=== TEXT EXTRACT ===
▬▬▬▬▬▬▬▬▬▬

# EIT Application in CA and Fingerprint Requirements



## CAPLS (Oct 15, 2020)

Hi Everyone,

The CA Board recently launched its new online application system with the EIT and LSIT applications being the first ones.  In the month since it opened its worked pretty well with the exception of the requirement to provide fingerprints.  The fingerprint requirements have not changed simply due to a new online system.  Basically speaking, any applicant residing in CA must submit fingerprints by going to a LiveScan center located anywhere in CA.  Anyone outside of CA or that does not otherwise have the ability to go to a center in CA must request hard cards from the CA Board, pay that fee, have those completed locally and send back to the CA Board for submittal to the CA Dept. of Justice.

▬▬▬▬▬▬▬▬▬▬

Object outline annotations:
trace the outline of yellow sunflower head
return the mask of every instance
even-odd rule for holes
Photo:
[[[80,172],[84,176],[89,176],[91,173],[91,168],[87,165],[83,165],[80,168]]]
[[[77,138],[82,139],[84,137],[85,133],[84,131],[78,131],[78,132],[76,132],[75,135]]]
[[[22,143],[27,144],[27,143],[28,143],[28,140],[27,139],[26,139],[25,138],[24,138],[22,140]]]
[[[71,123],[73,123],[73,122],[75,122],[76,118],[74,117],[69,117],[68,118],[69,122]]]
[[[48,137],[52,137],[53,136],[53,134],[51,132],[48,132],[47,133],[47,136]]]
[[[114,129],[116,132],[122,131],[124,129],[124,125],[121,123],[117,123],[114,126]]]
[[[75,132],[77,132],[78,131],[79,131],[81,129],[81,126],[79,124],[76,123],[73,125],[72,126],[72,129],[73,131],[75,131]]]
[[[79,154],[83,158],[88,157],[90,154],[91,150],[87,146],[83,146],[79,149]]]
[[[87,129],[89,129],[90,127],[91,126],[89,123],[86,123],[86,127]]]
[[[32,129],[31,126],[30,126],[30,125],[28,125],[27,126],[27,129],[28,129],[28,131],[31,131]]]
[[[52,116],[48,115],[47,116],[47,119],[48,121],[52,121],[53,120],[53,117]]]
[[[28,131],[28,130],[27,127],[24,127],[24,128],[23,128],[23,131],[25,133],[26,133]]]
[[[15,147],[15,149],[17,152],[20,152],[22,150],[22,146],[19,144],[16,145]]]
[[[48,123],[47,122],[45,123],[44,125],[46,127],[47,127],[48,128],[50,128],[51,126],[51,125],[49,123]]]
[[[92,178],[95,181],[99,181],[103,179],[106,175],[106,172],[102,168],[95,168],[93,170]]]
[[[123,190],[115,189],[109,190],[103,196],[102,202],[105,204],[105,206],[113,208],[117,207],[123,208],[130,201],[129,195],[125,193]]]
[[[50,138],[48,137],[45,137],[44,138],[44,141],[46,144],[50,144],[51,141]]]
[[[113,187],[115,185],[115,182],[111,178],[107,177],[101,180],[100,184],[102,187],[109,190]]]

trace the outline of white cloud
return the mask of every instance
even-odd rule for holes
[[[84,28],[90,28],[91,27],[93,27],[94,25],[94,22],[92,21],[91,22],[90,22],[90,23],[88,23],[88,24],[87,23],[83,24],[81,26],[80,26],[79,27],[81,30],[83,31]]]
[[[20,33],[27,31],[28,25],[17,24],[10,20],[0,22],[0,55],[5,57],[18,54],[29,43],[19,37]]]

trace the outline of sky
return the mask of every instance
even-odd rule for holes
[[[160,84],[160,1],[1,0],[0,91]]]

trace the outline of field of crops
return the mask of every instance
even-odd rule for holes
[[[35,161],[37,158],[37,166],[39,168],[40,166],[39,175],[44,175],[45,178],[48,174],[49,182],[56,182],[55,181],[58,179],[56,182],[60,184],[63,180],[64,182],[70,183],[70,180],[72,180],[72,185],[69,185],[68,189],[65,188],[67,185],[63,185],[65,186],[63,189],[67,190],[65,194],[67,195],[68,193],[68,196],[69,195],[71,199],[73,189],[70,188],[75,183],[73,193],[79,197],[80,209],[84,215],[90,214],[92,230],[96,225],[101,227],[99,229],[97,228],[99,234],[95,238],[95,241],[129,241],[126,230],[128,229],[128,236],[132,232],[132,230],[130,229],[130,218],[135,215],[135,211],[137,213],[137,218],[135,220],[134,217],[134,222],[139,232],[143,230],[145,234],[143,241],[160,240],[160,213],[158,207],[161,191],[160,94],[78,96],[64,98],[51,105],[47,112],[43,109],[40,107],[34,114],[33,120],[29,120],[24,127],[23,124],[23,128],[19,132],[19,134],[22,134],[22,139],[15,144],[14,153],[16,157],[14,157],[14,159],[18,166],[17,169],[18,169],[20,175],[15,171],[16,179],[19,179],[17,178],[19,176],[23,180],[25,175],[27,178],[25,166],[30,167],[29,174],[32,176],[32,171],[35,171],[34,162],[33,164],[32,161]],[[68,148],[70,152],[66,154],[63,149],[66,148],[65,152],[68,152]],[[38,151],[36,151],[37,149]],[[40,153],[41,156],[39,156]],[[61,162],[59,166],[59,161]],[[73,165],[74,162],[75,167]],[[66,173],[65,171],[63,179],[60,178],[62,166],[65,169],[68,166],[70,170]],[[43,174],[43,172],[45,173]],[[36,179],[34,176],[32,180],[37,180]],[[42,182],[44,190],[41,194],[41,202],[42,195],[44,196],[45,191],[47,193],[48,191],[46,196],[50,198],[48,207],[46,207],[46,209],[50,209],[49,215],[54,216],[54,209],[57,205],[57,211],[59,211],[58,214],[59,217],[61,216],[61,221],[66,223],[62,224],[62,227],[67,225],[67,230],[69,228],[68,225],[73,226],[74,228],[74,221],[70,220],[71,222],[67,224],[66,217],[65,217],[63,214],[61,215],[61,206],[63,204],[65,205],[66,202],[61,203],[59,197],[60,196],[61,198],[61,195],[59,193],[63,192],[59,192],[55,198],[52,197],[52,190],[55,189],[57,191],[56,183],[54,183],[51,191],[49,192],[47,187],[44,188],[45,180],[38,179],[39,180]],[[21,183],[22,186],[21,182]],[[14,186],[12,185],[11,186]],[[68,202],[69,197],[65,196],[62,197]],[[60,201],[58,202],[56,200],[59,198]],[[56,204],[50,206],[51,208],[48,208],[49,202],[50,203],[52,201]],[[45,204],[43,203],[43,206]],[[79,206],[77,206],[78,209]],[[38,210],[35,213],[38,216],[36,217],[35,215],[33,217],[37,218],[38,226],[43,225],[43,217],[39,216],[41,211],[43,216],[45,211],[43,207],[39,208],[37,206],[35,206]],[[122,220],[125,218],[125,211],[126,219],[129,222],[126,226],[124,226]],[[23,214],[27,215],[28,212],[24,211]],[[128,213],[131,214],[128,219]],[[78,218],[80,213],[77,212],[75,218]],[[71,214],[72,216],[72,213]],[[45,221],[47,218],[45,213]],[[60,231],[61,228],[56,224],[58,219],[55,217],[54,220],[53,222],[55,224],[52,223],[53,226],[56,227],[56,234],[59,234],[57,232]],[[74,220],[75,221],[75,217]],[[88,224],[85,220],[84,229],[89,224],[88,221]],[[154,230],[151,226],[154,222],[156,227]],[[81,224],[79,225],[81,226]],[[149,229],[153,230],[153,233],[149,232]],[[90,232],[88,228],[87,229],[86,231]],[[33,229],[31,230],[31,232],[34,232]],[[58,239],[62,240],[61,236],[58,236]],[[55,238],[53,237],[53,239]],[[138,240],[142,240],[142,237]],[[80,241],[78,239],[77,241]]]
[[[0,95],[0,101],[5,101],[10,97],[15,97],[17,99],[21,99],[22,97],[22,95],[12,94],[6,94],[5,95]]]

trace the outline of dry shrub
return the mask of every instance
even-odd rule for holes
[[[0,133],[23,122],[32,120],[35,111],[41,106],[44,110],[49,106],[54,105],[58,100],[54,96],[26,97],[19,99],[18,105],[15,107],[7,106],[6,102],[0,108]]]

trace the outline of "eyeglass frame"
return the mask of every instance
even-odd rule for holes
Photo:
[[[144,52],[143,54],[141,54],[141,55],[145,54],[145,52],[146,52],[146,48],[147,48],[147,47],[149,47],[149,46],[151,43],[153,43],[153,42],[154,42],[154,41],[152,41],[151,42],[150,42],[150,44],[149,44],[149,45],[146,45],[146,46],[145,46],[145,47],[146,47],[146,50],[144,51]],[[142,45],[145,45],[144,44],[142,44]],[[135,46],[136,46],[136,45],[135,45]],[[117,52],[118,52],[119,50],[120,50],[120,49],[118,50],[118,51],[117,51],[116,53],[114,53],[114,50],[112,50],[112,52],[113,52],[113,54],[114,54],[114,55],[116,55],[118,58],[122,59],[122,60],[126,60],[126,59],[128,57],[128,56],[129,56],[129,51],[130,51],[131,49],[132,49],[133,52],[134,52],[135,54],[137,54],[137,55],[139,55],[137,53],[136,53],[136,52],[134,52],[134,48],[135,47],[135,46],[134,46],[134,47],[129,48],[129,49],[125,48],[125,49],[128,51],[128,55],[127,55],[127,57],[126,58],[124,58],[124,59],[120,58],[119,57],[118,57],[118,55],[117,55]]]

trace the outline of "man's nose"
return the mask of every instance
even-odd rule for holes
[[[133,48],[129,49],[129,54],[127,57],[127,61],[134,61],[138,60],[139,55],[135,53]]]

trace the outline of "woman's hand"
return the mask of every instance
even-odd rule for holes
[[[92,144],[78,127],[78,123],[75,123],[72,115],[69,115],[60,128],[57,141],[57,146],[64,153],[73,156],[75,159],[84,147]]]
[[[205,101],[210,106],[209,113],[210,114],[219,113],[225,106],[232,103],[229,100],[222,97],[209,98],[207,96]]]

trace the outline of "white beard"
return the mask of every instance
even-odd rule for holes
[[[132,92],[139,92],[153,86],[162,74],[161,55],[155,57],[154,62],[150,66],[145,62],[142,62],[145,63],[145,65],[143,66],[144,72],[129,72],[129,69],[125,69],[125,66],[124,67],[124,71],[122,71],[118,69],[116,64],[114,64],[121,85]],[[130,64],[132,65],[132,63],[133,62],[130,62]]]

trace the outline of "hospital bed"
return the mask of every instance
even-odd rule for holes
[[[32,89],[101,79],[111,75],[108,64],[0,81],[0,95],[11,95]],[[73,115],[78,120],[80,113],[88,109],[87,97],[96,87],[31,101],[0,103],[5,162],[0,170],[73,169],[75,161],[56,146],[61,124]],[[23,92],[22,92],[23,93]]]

▬▬▬▬▬▬▬▬▬▬

=== GIVEN PROBLEM 1 ===
Answer these about the EIT fingerprint post:
(a) Which applications were the first ones launched in the CA Board's new online system?
(b) Where must an applicant residing in CA go to submit fingerprints?
(c) To which agency does the CA Board submit the completed hard cards?
=== GIVEN PROBLEM 2 ===
Could you carry on the forum post about EIT fingerprint requirements from its last sentence?

=== TASK RESULT 1 ===
(a) The EIT and LSIT applications.
(b) A LiveScan center located anywhere in CA.
(c) The CA Dept. of Justice.

=== TASK RESULT 2 ===
The CA Board has recently become aware that misinformation is spreading in Reddit with recommendations that hard cards need to be sent in for everyone.  The CA Board does not know exactly how that misinformation is spreading or if it is just being misinterpreted, but it is causing delays in reviewing the applications and causing applicants to pay unnecessary fees resulting in delays in refunding those fees.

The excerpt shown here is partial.